## To be done:
1 – From the fix plan, extract the span that begins at the words "Testing Strategy" and stops after "URLs (if any)".
2 – Answer these from the fix plan:
(a) Which test file is the integration test added to?
(b) Which fixture file does the new test method read its HTML from?
(c) Which issue should be verified as resolved after deploying to production?

Step 3: Integration Test

File: tests/Service/Crawler/Step/Processors/ContentProcessingStepProcessorTest.php

Add test with real-world HTML from failing URL:

public function testProcessBlossomCoffeeRoastersProductPage(): void
{
    // Reproduce the exact failure scenario from Sentry
    $html = file_get_contents(__DIR__ . '/fixtures/blossom-coffee-roasters-product.html');

    $processor = $this->getContainer()->get(ContentProcessingStepProcessor::class);

    // Should not throw error
    $result = $processor->process($crawlUrl, $html);

    $this->assertNotNull($result);
}

Step 4: Verify Fix in Production

  1. Deploy hotfix to staging
  2. Run crawler on affected URL
  3. Monitor Sentry for errors
  4. Deploy to production
  5. Verify issue BEANS-BACKEND-4D is resolved

Testing Strategy

Unit Tests

  • [ ] Test null parent node scenarios
  • [ ] Test detached DOM elements
  • [ ] Test document fragments
  • [ ] Test deeply nested structures
  • [ ] Test radio groups at document root

Integration Tests

  • [ ] Test with real HTML from Blossom Coffee Roasters
  • [ ] Test with other problematic URLs (if any)

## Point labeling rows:
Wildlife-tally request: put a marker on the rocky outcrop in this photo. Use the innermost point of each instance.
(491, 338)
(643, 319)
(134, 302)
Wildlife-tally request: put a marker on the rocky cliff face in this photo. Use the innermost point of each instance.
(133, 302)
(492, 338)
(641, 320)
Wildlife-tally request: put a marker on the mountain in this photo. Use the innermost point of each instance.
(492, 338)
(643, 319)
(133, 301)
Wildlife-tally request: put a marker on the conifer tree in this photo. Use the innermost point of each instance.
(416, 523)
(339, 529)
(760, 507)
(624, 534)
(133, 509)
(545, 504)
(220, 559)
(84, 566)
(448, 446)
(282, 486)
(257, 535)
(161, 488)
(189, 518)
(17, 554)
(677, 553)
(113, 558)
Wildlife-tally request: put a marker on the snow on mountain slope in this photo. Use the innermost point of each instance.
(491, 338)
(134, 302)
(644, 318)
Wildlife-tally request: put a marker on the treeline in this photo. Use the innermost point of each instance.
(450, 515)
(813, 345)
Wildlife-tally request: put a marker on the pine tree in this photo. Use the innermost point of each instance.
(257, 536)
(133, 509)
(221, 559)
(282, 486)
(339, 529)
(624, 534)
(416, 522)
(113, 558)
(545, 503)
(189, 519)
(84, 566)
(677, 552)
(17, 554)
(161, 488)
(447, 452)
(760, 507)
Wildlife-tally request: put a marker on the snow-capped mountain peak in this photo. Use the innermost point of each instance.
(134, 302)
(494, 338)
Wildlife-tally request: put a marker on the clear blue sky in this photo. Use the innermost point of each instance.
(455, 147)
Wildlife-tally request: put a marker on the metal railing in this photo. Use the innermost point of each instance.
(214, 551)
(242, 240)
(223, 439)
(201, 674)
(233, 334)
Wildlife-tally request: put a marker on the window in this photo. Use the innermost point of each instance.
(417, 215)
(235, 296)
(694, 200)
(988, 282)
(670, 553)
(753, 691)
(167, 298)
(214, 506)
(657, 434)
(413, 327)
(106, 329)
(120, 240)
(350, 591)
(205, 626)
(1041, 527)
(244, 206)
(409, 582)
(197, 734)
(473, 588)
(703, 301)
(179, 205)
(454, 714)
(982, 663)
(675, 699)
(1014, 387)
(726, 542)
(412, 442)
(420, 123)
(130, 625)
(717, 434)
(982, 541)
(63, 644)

## Answers to each task:
1 –
Testing Strategy

Unit Tests

  • [ ] Test null parent node scenarios
  • [ ] Test detached DOM elements
  • [ ] Test document fragments
  • [ ] Test deeply nested structures
  • [ ] Test radio groups at document root

Integration Tests

  • [ ] Test with real HTML from Blossom Coffee Roasters
  • [ ] Test with other problematic URLs (if any)

2 –
(a) tests/Service/Crawler/Step/Processors/ContentProcessingStepProcessorTest.php
(b) fixtures/blossom-coffee-roasters-product.html
(c) BEANS-BACKEND-4D